>> Begin Source material

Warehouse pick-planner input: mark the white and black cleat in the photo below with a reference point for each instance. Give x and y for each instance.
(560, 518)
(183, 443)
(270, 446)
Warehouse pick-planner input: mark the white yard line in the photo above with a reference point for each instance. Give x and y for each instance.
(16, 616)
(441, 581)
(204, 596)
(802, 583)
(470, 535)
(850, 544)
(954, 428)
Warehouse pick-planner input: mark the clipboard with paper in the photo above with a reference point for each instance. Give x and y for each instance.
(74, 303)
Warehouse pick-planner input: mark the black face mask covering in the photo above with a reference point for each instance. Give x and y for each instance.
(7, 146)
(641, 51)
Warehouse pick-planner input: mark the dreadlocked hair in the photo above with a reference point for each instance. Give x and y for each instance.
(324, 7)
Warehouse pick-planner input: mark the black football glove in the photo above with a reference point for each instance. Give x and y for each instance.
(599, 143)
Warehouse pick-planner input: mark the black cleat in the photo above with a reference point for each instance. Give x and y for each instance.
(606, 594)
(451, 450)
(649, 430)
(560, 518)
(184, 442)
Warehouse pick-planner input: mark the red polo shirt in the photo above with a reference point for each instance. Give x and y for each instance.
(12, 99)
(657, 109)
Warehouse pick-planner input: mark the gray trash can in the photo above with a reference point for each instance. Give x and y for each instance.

>> End Source material

> _What is asked_
Please output the entries above, every line exactly as it reads.

> _Correct answer_
Warehouse pick-planner input: mark the white and black cleat in the photo below with a reference point for each instance. Give x and y for each instance.
(560, 518)
(183, 443)
(270, 446)
Warehouse pick-planner input: mark the white yard line in the photo above with a reference point for each instance. Give x and y for each instance.
(16, 616)
(441, 581)
(204, 596)
(802, 583)
(470, 535)
(850, 544)
(954, 428)
Warehouse pick-planner input: mark the clipboard with paper in the photo above with a reference point for each instance. Give x and y for each instance.
(74, 303)
Warehouse pick-planner input: mark the black face mask covering in the photo above with a reference point for each instance. Give x and y for each instance.
(7, 146)
(641, 51)
Warehouse pick-planner input: mark the dreadlocked hair in the photo above with a reference point for each instance. Give x and y for each instance.
(324, 7)
Warehouse pick-planner input: mark the black football glove in the photo above with a reference point for each instance. Give x and y for each instance.
(599, 143)
Warehouse pick-planner input: mark the black cleat in the photo above with a reference point for each instance. Give x and y for each instance.
(606, 594)
(451, 450)
(649, 430)
(560, 518)
(184, 442)
Warehouse pick-planner input: mark the red polo shirt in the photo above with a reference point for each instance. Give x and y for each instance.
(12, 99)
(657, 109)
Warehouse pick-planner input: mark the gray trash can in the photo above with a reference point for each instance. Give x and y for each instance.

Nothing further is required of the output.